__Stated exercise__.
Starting with the line that contains "tag: white logo on jacket sleeve => bbox" and going on through the end of the rows, write those lines out again with "fishing boat" swapped for "small boat", leaving everything else unchanged.

─── Given records ───

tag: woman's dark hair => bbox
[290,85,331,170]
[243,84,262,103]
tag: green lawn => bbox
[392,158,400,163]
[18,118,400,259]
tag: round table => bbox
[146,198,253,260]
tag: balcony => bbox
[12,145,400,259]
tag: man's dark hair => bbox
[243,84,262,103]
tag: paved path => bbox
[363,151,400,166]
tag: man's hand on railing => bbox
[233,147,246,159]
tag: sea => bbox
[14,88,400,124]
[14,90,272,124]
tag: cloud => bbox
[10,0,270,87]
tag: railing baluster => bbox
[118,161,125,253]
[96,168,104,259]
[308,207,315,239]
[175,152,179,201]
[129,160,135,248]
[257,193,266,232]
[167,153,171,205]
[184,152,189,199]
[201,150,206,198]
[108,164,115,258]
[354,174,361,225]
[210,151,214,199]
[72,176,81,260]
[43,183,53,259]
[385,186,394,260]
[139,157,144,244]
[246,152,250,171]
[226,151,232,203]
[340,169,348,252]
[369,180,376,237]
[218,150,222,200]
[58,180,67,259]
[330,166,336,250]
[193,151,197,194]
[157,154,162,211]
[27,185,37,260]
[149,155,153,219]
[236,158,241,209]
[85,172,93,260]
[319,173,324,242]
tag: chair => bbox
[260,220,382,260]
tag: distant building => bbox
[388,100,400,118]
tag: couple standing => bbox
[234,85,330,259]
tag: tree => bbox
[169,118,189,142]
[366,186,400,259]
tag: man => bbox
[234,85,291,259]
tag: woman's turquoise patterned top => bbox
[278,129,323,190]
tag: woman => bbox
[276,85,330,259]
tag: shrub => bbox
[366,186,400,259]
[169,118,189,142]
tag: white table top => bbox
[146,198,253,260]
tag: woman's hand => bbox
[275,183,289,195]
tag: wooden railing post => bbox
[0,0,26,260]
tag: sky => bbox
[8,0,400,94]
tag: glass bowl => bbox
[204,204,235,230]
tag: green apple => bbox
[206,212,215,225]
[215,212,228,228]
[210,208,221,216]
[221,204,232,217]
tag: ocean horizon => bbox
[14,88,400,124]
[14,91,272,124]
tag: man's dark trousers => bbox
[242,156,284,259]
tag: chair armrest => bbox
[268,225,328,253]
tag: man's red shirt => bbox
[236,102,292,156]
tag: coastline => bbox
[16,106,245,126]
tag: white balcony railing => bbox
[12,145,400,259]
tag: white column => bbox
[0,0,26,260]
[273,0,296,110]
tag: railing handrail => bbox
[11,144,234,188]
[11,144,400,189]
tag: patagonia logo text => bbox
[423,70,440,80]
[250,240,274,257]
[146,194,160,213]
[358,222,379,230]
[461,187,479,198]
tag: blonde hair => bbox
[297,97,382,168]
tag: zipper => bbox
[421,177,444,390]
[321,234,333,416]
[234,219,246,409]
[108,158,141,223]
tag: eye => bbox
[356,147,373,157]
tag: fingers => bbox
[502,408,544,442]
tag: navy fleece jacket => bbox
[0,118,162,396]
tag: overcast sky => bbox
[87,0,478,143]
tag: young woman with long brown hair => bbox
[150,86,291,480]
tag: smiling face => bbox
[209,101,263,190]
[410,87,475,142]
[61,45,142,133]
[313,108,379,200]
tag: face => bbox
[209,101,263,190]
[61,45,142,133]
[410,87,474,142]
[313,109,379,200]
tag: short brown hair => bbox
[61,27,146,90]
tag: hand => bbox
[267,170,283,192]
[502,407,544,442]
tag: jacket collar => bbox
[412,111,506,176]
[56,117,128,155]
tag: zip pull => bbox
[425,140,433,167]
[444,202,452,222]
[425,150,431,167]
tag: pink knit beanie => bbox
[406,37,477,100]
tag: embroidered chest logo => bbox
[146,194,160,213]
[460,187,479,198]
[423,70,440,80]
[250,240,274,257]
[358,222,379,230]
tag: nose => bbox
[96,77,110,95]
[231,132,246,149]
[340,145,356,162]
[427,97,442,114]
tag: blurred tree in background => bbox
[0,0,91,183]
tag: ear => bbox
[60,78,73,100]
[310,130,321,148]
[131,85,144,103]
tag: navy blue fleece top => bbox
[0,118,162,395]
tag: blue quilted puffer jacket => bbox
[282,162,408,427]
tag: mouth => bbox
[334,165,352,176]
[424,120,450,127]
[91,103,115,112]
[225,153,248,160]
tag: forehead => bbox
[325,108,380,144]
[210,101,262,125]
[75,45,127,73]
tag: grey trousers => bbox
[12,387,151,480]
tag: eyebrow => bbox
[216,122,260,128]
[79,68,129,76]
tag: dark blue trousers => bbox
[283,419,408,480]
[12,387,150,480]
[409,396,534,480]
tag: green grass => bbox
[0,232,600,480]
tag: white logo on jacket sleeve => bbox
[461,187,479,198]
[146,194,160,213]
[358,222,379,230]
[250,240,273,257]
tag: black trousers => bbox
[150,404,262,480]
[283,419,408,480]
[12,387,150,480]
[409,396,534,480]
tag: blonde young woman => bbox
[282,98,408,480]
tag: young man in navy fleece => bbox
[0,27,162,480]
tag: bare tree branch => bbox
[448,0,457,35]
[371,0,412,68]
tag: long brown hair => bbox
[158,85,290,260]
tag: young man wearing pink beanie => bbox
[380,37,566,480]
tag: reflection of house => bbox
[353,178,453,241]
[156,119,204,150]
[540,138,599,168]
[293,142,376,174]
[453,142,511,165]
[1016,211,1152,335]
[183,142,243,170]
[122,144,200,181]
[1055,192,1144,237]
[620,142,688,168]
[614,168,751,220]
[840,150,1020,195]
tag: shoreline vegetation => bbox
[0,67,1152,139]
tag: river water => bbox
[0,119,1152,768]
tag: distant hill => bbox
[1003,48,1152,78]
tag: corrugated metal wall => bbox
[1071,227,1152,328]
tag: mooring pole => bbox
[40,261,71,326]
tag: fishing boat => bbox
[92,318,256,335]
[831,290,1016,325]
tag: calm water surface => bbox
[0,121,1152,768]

───

__The output__.
tag: white logo on jacket sleeve => bbox
[461,187,479,198]
[146,194,160,213]
[358,222,379,230]
[250,240,273,257]
tag: black trousers => bbox
[150,404,262,480]
[283,419,408,480]
[12,387,150,480]
[409,396,534,480]
tag: blonde young woman => bbox
[282,98,408,480]
tag: young man in navy fleece => bbox
[0,27,162,480]
tag: bare tree branch => bbox
[448,0,457,35]
[371,0,412,68]
tag: long brown hair => bbox
[158,85,290,260]
tag: young man wearing pink beanie => bbox
[380,37,566,480]
tag: reflection of house => bbox
[353,178,453,241]
[156,119,204,150]
[540,138,599,168]
[293,142,376,174]
[453,142,511,165]
[1016,211,1152,335]
[183,142,243,170]
[122,144,200,181]
[1055,192,1144,237]
[620,142,688,168]
[614,168,751,220]
[840,150,1020,195]
tag: shoreline vegetation => bbox
[0,67,1152,139]
tag: river water => bbox
[0,119,1152,768]
tag: distant hill => bbox
[1003,48,1152,78]
tag: corrugated metal wall => bbox
[1071,227,1152,328]
tag: mooring pole => bbox
[40,261,71,326]
tag: small boat => bbox
[92,318,256,335]
[831,290,1016,325]
tag: calm water surface => bbox
[0,121,1152,768]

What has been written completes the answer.